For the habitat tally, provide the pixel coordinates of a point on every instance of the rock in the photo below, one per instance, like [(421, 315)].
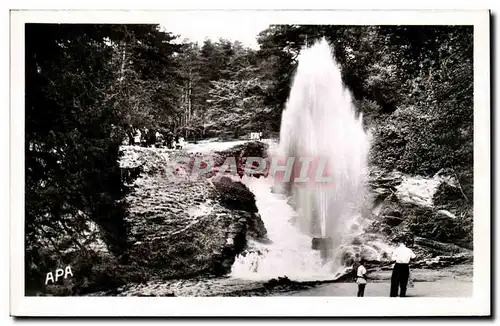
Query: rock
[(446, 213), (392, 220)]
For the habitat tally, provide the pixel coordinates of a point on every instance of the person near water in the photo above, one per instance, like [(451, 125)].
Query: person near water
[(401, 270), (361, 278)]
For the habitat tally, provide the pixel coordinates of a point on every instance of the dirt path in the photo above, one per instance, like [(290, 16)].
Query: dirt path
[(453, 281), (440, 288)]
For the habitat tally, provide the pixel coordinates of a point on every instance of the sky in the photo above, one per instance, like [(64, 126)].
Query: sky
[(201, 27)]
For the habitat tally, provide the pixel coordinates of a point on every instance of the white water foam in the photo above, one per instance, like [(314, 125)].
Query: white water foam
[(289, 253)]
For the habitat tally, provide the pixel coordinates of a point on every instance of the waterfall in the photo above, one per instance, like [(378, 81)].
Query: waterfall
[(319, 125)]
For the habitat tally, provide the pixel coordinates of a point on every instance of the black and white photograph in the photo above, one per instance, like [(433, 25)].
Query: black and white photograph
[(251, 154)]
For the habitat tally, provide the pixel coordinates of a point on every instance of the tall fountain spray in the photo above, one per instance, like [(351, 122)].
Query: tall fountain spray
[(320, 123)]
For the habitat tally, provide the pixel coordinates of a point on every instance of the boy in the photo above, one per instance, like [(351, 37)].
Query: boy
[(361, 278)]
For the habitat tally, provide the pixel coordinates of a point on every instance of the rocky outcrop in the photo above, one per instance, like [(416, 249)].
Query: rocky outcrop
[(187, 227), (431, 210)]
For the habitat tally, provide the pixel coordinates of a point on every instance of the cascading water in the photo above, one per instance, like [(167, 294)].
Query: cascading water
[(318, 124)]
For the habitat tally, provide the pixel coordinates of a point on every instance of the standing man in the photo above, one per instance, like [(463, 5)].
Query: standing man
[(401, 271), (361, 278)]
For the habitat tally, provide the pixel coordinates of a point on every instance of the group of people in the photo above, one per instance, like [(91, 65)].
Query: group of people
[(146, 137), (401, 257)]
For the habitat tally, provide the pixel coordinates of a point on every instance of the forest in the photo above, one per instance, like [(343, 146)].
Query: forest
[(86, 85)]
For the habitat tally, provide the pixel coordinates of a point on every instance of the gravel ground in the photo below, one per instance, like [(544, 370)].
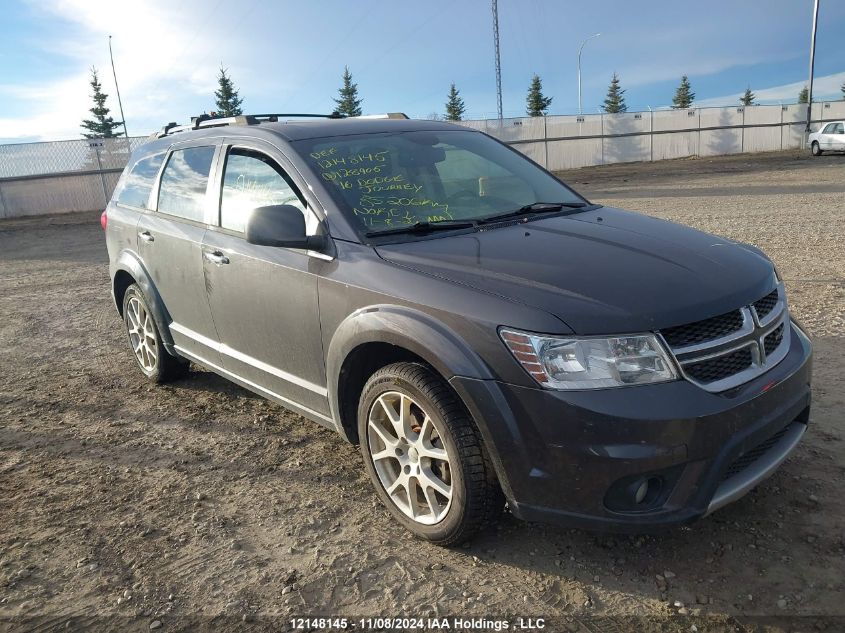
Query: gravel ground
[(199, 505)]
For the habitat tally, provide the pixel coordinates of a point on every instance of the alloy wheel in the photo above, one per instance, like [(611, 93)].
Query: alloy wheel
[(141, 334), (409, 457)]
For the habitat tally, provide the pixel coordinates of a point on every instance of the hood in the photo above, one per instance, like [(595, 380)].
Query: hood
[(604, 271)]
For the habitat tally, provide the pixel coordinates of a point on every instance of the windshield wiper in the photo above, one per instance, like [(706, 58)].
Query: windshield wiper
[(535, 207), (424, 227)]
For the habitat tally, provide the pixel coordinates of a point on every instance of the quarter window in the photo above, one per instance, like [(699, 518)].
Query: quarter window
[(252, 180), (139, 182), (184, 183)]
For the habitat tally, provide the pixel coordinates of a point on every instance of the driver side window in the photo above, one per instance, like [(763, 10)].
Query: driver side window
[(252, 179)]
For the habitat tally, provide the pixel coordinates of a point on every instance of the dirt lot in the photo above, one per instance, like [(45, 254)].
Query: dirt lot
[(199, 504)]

### REQUIRED TASK
Substitute "site survey" for "habitat tally" throughout the rows above, keeping everything else the same, and leave the pictures out of your copy.

### RESULT BELOW
For the site survey, provide the pixel coordinates of a point on every instance of the rock in the photo below, one per instance, like [(421, 315)].
Query: rock
[(446, 213), (392, 220)]
For the site survey, provide the pixel coordinates of a point on every instance of the person near water in the photo above, one per instance, like [(451, 125)].
Query: person near water
[(401, 270), (361, 278)]
For the site survey, provide the pixel coordinates of a point on every instance of the dirt path in the photo above, one per instance, like [(290, 16)].
Query: dirt path
[(453, 281), (440, 288)]
For the site survey, provide the pixel coordinates of a point on every instance of the sky in the photo above, one per instance, like [(64, 126)].
Query: sky
[(201, 27)]
For the site survey, provide the pixel coordinates of a point on every instance of the white water foam in the photo above, one per instance, like [(314, 125)].
Query: white water foam
[(289, 253)]
For the site survey, provide the pixel coordinates of a point on every instance of the waterfall in the photo above, one per instance, like [(378, 81)].
Query: waterfall
[(319, 125)]
For the site survey, provide the pixel coordinates of a point on every instance of the black and white photograph in the photo above, one per instance, like [(433, 25)].
Query: black and white photograph
[(251, 154)]
For the site survey, provide the pixel coordinates of a point on every instance of the tall fountain spray in the photo above, one per instance, like [(351, 122)].
Query: tall fountain spray
[(320, 123)]
For the site survey, provide the pixel coordinates of a point on every instance of the boy in the photo above, one per instance, like [(351, 37)].
Query: boy
[(361, 278)]
For the site survey, provide the pixel coordinates of a point on every instance of the rocky outcrop in the photo above, one per instance, like [(416, 249)].
Query: rocky outcrop
[(187, 227), (431, 210)]
For the site survey, provide the pixel coordinates of a point on every instance of the cascading water in the photo above, one per instance, like [(167, 294)].
Query: cascading water
[(318, 124)]
For the site survey, provide the pixel coordinates of a point on every instance of the standing man in the photo above, one per instance, like [(463, 5)].
Query: standing man
[(401, 271), (361, 278)]
For the site survey, provide the pixel coordinates of a point on every instance of the group of people in the photo above, one per instance, like [(91, 65)].
Query: group of people
[(146, 137), (401, 257)]
For the site survey, provide the pixel coordinates of a point on every instance of the forest in the photo above, one per instance, like [(343, 146)].
Query: forest
[(86, 85)]
For the site survey, provide the pixel coordinates of a point on every instance of the gravel ground in the photo below, one per instance, like [(544, 370)].
Query: gravel ground
[(199, 505)]
For the site survey, provide the pixel coordinates of a point on every instance of the alloy wheel in the photo above, one per instance, like [(611, 93)].
Query: alloy wheel
[(141, 334), (409, 457)]
For the site survey, provide the pixel coordinates of a point on every instance of the hood in the photo above, one per instance, like [(595, 380)].
Query: hood
[(604, 271)]
For the site survey, provide the pixel coordinates of a point on every instance of the windshield wiper in the photo above, one per instance, like [(706, 58)].
Query: windshield wiper
[(535, 207), (424, 227)]
For the site survey, provide the pixel coordinates of a point on every instance of the quarter window in the photo above, one per instance, like [(699, 518)].
Query: quarter window
[(252, 180), (139, 182), (184, 183)]
For the site survey, provide the pixel coordinates of a point on every instance of the driver side window in the photo above, one per instance, like [(763, 10)].
Query: driver side window
[(252, 179)]
For the site survey, provide the pixel coordinates of a point on every instance of the dirt lot in the photo above, one per instance, like [(45, 254)].
Query: dirt lot
[(199, 504)]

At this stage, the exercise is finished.